WHAT IS EXPECTED: Copy the lines below word for word, leaving out the pictures.

LISTED ENTRIES:
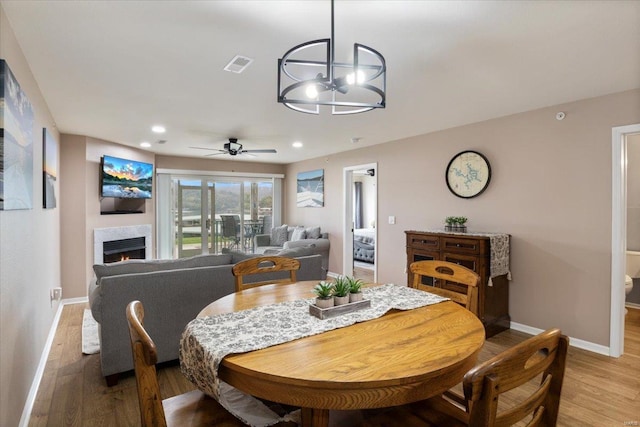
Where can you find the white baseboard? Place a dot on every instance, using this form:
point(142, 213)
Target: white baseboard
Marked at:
point(33, 391)
point(574, 342)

THE ANSWER:
Where can you find the white baseboard? Place a dot on every instance, using this form:
point(142, 213)
Target: white baseboard
Marked at:
point(33, 391)
point(574, 342)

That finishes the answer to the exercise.